- _Work to do_
Scan the records for the line containing "TARGET = backpack"; extract it and all later lines, verbatim, through the end, and nothing before it.

- _Task input_
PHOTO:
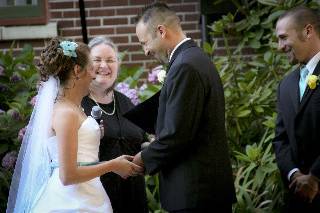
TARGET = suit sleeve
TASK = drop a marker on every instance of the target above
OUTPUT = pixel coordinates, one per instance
(183, 109)
(281, 143)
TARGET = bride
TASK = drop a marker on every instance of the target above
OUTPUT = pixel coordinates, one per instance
(57, 168)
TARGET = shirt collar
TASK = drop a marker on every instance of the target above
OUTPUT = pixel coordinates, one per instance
(176, 47)
(312, 63)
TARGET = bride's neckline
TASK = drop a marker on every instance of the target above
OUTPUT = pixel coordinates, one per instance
(81, 125)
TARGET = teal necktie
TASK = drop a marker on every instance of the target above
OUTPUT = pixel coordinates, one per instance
(302, 83)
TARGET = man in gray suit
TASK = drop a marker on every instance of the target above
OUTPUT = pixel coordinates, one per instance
(190, 151)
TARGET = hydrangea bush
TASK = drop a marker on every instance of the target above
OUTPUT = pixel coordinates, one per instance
(17, 89)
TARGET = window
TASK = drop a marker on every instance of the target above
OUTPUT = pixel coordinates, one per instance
(23, 12)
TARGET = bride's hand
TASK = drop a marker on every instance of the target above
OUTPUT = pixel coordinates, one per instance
(125, 168)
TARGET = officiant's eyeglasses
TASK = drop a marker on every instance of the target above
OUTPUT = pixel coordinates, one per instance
(107, 61)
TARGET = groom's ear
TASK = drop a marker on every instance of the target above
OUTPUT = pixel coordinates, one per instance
(162, 30)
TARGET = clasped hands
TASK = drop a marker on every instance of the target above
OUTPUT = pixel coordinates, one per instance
(129, 165)
(305, 186)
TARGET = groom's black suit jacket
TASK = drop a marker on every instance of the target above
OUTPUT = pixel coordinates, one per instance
(297, 138)
(190, 150)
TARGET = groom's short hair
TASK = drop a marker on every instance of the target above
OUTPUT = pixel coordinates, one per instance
(158, 13)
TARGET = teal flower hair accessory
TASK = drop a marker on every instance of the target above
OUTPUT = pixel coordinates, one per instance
(69, 48)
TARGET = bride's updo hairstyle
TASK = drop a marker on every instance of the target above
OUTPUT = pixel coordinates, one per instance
(59, 57)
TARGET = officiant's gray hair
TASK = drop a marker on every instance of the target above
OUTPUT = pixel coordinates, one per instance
(104, 40)
(159, 13)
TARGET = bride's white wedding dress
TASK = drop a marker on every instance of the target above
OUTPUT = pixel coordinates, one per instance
(88, 196)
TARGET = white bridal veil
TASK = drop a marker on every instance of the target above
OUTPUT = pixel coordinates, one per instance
(32, 169)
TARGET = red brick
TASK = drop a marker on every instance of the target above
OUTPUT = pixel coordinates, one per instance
(65, 24)
(194, 35)
(115, 21)
(108, 3)
(101, 31)
(60, 5)
(138, 2)
(130, 48)
(90, 4)
(101, 12)
(33, 43)
(128, 11)
(191, 17)
(56, 14)
(7, 44)
(140, 57)
(123, 30)
(90, 22)
(184, 8)
(73, 32)
(72, 14)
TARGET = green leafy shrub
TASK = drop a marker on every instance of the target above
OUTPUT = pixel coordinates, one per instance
(17, 88)
(250, 83)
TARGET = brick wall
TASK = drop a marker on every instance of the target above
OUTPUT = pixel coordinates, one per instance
(113, 18)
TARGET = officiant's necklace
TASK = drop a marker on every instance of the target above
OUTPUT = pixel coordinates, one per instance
(114, 105)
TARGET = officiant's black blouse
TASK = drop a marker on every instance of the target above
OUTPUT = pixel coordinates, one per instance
(120, 137)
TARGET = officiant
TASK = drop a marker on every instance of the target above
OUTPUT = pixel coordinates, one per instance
(120, 135)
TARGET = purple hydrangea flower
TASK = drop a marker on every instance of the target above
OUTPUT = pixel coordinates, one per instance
(130, 93)
(143, 87)
(33, 100)
(15, 78)
(9, 160)
(21, 133)
(3, 88)
(22, 67)
(1, 70)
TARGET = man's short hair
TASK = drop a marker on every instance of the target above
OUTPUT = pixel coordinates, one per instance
(158, 13)
(301, 16)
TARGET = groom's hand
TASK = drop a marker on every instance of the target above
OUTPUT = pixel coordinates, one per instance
(138, 160)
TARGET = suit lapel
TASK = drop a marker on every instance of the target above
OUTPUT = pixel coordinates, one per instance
(295, 96)
(309, 91)
(183, 46)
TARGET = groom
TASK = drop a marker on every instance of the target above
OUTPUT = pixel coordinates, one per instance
(190, 151)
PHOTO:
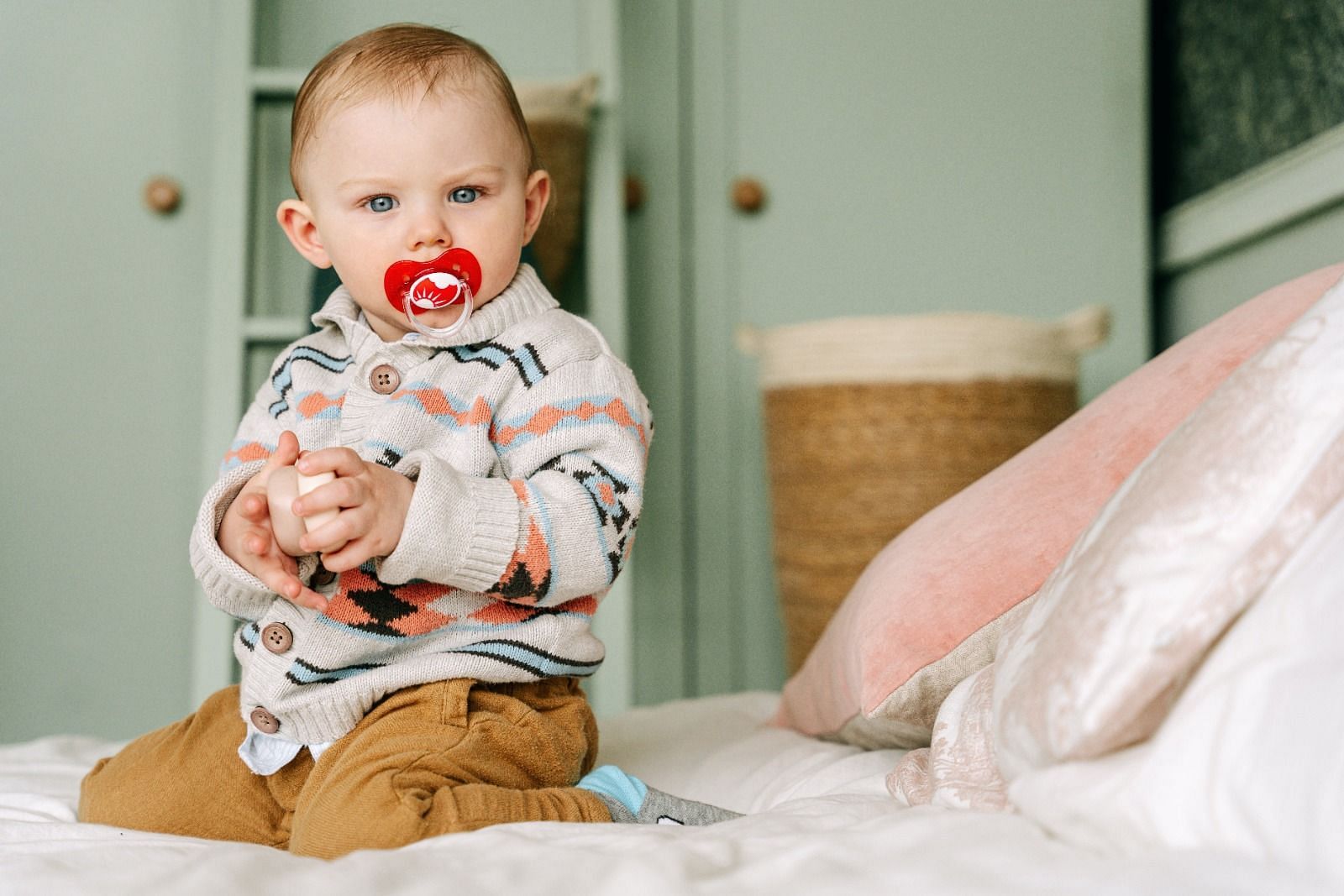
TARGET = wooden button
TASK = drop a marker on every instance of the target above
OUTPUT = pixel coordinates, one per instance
(265, 723)
(277, 637)
(385, 379)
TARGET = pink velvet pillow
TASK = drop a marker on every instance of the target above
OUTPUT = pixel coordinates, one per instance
(927, 610)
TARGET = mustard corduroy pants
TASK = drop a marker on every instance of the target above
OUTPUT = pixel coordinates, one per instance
(432, 759)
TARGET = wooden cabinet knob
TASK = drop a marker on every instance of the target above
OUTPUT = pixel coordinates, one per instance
(748, 195)
(633, 192)
(163, 195)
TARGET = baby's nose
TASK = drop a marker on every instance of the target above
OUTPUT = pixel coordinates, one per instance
(430, 230)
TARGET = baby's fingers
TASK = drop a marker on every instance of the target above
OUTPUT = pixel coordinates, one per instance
(252, 506)
(289, 587)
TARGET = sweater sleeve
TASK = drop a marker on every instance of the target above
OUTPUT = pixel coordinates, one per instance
(558, 520)
(228, 584)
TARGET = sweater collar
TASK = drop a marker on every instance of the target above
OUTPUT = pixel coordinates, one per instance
(524, 297)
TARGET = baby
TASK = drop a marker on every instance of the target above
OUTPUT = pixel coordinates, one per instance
(416, 671)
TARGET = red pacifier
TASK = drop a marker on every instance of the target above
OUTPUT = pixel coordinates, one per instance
(414, 288)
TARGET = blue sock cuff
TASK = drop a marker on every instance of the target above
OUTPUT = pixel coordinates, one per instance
(612, 782)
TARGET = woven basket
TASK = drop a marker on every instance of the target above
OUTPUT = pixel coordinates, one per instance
(871, 422)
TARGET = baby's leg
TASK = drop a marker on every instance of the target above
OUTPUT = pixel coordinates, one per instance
(452, 757)
(187, 779)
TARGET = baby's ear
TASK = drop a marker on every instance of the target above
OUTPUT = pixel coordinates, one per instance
(537, 195)
(296, 219)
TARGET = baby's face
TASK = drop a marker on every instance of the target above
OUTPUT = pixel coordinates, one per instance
(390, 181)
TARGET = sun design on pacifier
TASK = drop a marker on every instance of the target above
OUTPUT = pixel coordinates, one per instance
(450, 280)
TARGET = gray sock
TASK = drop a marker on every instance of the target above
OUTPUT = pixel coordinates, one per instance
(632, 801)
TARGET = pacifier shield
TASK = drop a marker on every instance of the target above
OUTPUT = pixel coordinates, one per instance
(434, 284)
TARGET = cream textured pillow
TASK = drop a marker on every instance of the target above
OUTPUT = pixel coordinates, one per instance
(1249, 758)
(927, 610)
(1178, 553)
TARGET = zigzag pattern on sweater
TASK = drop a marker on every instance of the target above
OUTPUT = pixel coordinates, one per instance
(494, 355)
(528, 573)
(591, 410)
(245, 452)
(306, 673)
(448, 410)
(365, 605)
(284, 378)
(616, 501)
(533, 660)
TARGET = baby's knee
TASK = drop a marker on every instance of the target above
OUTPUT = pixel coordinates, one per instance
(107, 797)
(333, 832)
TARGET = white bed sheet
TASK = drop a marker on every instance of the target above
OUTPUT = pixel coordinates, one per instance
(820, 822)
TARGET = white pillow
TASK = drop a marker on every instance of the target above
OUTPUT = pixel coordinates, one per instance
(1252, 757)
(1186, 543)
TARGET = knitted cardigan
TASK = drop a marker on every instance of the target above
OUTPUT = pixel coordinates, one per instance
(528, 443)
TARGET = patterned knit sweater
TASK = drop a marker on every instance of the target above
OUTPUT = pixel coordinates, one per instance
(528, 443)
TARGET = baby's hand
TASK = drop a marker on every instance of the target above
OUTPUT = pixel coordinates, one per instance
(371, 501)
(246, 537)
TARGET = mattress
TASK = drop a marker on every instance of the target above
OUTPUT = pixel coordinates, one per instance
(819, 821)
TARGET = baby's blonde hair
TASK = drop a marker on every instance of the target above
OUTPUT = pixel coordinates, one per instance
(396, 60)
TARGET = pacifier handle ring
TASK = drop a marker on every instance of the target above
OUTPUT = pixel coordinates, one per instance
(464, 291)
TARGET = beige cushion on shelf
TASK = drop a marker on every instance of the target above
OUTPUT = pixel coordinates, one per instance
(558, 114)
(1178, 553)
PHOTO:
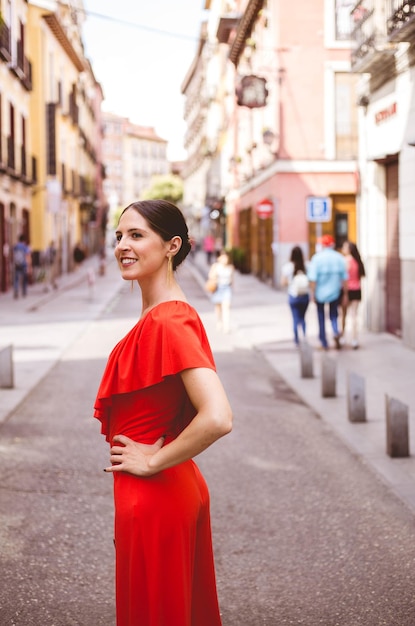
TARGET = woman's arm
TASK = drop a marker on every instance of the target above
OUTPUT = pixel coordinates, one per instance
(213, 420)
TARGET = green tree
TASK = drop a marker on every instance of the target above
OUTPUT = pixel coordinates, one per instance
(168, 187)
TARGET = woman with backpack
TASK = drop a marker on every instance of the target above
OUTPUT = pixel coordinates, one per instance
(294, 277)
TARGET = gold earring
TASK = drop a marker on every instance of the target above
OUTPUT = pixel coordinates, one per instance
(169, 270)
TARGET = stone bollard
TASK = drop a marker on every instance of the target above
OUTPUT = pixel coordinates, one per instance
(397, 428)
(306, 359)
(356, 405)
(328, 377)
(6, 368)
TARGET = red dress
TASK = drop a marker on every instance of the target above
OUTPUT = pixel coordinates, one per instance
(164, 560)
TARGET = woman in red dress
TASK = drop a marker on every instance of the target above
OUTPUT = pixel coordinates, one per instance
(160, 404)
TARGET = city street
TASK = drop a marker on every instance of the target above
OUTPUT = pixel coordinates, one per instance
(305, 532)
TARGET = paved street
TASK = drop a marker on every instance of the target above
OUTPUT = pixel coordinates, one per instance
(307, 527)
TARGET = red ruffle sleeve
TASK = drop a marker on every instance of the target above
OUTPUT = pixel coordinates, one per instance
(168, 340)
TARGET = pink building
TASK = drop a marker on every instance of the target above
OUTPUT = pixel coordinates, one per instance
(302, 146)
(294, 144)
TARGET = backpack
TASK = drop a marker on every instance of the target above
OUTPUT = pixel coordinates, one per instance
(299, 284)
(19, 256)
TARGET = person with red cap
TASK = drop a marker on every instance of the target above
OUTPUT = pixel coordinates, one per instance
(328, 276)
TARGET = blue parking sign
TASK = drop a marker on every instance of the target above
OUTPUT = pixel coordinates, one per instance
(318, 209)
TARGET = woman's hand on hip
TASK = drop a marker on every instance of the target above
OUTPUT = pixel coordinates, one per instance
(132, 457)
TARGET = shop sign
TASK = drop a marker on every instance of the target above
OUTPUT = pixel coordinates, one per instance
(265, 208)
(385, 114)
(252, 92)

- _Written solution_
TARGET = backpack
TASK = drop a marker on every instance of the target above
OUTPUT = pixel coordinates, one per instance
(299, 284)
(19, 256)
TARGET = person with red cap
TASK = drop a marker on every instance of the target above
OUTPUT = pixel coordinates, one per instance
(328, 276)
TARGET = blue parking sign
TASK = drop a marker on every instance of the target above
OUTPUT = pixel coordinates, one per instance
(318, 209)
TARGET = woman's hand on hip
TASK = drop a marker on every instance of the target above
OUTPUT = pixel coordinates, one per instance
(132, 457)
TARGET = shop sign
TASK = drop a marker on every instance of the target above
OUTPUT = pixel coordinates, one per instance
(265, 208)
(385, 114)
(252, 92)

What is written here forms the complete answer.